Given exercise a:
Rewrite the passage of the article on abolishing negative African cultural practices that starts with "They said practices" and ends with "Accra on Thursday.", replacing "workshop" with "seminar".

Source extract:
Abolish negative African cultural practices – Scholars

By Gifty
Amofa/Grace Princess Tarwo, GNA

Accra, Oct.12, GNA – African scholars, with
background in law and social issues, have called on leaders to help abolish
negative cultural practices.

They said practices such as widowhood rites,
succession laws, Polygamy, “Trokosi (females sent to shrines to atone for
ancestral sins),” among others were against human rights and must be dealt
with.

Dr Ruth Murambadoro of the Centre for
Sexualities, AIDS and Gender-University of Pretoria, South Africa was reacting
to an address delivered by Nana Dr Susubiribi Krobea Asante, Chairman at the
opening of a socio-legal writing workshop in Accra on Thursday.

Dr Muramdadoro said those customary laws
mostly enslaved women and they were violations of human rights but it was time
they were eliminated.

Madam Suzzie Onyeka Oyakhire, lecturer at the
University of Benin City, Nigeria agreed that those practices must be abolished
but added that it should be done with tact so that it would not look like there
was the use of foreign culture to abolish that of the African ones.

The Lecturer stated that there were laws and
even judgements by the Supreme Court to abolish such traditions but all these
had fell on deaf ears.

Given exercise b:
Count the lines of the listing that contain the string "white", treating uppercase and lowercase as different, and reply with the number alone.

[Data records]
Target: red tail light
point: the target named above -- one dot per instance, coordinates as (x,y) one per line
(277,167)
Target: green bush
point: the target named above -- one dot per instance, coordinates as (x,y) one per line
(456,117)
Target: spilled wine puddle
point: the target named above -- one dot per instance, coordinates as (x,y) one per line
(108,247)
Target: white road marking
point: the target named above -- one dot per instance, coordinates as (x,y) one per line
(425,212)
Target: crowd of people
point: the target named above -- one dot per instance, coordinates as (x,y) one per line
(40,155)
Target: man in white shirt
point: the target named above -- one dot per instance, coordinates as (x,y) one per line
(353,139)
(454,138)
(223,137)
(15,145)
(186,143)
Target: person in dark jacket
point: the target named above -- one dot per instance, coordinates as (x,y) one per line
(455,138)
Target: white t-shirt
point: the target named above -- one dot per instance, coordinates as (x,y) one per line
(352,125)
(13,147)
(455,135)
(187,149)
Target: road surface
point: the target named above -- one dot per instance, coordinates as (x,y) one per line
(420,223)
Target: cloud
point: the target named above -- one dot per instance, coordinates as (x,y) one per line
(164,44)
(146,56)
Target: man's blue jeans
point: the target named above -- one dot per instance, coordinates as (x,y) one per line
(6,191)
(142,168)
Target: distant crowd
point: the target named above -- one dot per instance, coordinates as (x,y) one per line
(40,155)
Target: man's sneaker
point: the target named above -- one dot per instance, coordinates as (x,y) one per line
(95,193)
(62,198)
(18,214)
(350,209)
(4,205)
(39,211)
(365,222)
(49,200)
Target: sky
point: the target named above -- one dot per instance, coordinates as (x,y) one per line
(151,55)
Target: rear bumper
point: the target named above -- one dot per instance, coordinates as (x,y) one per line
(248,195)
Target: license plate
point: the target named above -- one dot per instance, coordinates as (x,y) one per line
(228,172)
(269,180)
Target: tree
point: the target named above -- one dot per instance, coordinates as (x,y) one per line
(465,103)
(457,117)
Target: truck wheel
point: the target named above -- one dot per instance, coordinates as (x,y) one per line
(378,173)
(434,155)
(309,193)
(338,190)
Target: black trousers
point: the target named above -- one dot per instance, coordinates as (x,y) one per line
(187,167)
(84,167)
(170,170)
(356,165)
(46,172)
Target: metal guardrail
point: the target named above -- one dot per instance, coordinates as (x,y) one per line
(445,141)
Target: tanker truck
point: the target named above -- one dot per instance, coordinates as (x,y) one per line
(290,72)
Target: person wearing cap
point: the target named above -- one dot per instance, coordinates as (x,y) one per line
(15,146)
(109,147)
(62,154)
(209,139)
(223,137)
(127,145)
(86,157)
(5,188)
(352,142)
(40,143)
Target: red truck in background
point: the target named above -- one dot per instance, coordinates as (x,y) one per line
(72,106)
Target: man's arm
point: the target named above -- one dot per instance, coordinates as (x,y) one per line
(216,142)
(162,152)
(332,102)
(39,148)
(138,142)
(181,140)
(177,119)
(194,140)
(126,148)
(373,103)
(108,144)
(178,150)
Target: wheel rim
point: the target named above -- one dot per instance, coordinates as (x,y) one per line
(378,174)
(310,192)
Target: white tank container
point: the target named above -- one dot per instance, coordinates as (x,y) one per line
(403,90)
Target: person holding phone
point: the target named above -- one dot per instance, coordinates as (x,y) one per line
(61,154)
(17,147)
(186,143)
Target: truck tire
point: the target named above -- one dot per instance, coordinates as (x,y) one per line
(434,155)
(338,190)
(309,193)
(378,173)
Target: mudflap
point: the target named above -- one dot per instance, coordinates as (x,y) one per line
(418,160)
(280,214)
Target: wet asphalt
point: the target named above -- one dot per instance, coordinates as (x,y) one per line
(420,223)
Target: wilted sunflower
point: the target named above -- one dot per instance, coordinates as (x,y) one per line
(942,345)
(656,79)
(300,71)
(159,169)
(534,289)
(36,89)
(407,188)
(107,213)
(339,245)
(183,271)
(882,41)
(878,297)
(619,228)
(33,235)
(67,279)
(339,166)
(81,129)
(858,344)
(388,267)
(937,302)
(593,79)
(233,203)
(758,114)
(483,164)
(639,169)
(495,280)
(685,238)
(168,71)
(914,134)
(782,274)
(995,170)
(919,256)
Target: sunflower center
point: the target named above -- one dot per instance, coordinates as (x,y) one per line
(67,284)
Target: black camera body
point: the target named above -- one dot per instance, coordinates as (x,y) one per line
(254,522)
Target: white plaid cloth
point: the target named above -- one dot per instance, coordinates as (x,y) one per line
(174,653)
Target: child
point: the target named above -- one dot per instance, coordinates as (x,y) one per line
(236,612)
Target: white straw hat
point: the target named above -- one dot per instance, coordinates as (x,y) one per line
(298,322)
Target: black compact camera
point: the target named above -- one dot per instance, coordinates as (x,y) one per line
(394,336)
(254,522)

Result a:
They said practices such as widowhood rites,
succession laws, Polygamy, “Trokosi (females sent to shrines to atone for
ancestral sins),” among others were against human rights and must be dealt
with.

Dr Ruth Murambadoro of the Centre for
Sexualities, AIDS and Gender-University of Pretoria, South Africa was reacting
to an address delivered by Nana Dr Susubiribi Krobea Asante, Chairman at the
opening of a socio-legal writing seminar in Accra on Thursday.

Result b:
6